## Trabalho solicitado:
**A)** Reescreva o trecho sobre necropolítica começando nas palavras "A necropolítica está" e parando depois de "exercício do poder.", mas troque "eixo fundamental" por "eixo central".
**B)** Prossiga com o trecho sobre necropolítica a partir da última frase apresentada.

Foucault (1999) argumenta que o racismo de Estado se tornou um mecanismo fundamental da "biopolítica", ao legitimar a morte de determinados grupos em nome da vida de outros. Assim, a "biopolítica" introduz a morte dentro da própria lógica de gestão da vida, tornando o racismo uma tecnologia política de exclusão e eliminação.


Mbembe e a Necropolítica

Achille Mbembe (2018), filósofo camaronês, dialoga com Foucault (1979; 1999), mas propõe uma radicalização da análise. Para ele, a "biopolítica" é insuficiente para explicar as formas de violência e dominação nos contextos coloniais e pós-coloniais. Mbembe (2018) desenvolve o conceito de "necropolítica", que descreve a soberania como o poder de decidir não apenas quem deve viver e quem deve morrer, mas também quem viverá em condições de “morte em vida”, como ocorre em zonas de exceção, campos de detenção, periferias militarizadas e ocupações coloniais.


A necropolítica está profundamente estruturada pelo racismo, entendido não apenas como um critério seletivo dentro da biopolítica, como em Foucault (2009), mas como eixo fundamental que organiza o próprio exercício do poder.


Exemplos emblemáticos são o apartheid sul-africano, as ocupações coloniais e a atual situação na Palestina, que Mbembe (2018) identifica como uma das expressões mais avançadas da necropolítica contemporânea.

## Dados fornecidos:
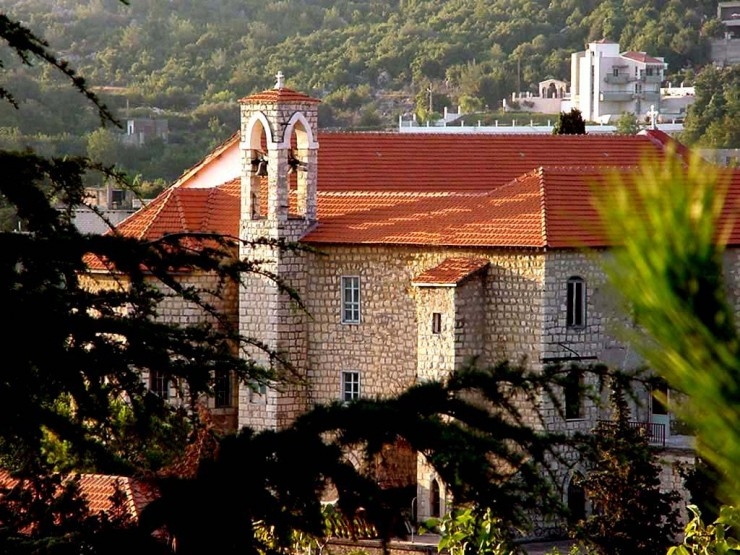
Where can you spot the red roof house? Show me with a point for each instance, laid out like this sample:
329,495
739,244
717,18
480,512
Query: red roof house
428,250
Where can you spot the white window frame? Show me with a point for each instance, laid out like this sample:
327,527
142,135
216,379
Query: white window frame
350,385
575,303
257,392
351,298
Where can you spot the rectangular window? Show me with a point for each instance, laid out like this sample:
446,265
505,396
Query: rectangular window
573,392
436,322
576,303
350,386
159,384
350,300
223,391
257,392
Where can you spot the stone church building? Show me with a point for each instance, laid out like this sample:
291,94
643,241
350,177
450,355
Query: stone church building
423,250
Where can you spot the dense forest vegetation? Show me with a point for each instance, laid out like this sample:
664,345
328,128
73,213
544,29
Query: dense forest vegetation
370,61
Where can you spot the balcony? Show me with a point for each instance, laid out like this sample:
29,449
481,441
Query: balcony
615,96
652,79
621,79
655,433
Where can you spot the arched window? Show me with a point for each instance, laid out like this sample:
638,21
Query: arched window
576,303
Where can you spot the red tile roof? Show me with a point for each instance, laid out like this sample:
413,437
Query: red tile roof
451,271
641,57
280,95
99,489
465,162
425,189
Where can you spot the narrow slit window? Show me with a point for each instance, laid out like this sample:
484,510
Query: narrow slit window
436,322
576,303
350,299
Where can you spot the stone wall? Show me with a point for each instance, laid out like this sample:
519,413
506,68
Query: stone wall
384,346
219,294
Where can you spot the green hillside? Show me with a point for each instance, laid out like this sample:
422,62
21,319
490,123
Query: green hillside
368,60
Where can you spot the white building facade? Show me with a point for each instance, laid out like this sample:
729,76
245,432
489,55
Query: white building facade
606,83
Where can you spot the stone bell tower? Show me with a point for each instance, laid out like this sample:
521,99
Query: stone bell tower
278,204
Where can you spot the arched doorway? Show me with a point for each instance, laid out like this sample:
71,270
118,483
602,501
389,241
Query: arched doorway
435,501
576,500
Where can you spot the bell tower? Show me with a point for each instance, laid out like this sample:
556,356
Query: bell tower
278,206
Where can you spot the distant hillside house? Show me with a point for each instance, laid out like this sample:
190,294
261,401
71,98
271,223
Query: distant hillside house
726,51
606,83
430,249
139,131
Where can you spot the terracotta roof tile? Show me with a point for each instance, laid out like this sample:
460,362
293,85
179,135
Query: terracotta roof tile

## Respostas por tarefa:
**A)**
A necropolítica está profundamente estruturada pelo racismo, entendido não apenas como um critério seletivo dentro da biopolítica, como em Foucault (2009), mas como eixo central que organiza o próprio exercício do poder.

**B)**
Embora Achille Mbembe (2018) aponte limites na noção de "biopolítica", é preciso reconhecer a amplitude e a atualidade da contribuição foucaultiana. Ao formular o conceito de "biopolítica", Foucault (1999) não buscou oferecer um modelo fechado, mas um instrumento analítico capaz de compreender como o poder moderno se articula na gestão da vida. Sua ênfase no racismo de Estado, no curso Em defesa da sociedade (1999), já antecipava a percepção de que o poder não apenas preserva vidas, mas legitima mortes seletivas em nome da sobrevivência de outros grupos. Nesse sentido, a "biopolítica" não deve ser vista como insuficiente, mas como a base a partir da qual análises posteriores, como a de Mbembe (2018), puderam se desenvolver. A "necropolítica", portanto, pode ser lida não como ruptura, mas como radicalização de uma intuição foucaultiana: a de que a gestão da vida está intrinsecamente ligada à administração da morte.


Análise Comparativa

Foucault (1999) e Mbembe (2018) convergem ao reconhecer que o racismo é central na relação entre poder e vida. No entanto, divergem em suas ênfases:


  • Para Foucault, o poder moderno é essencialmente biopolítico, voltado à gestão da vida, ainda que recorra ao racismo para legitimar mortes seletivas.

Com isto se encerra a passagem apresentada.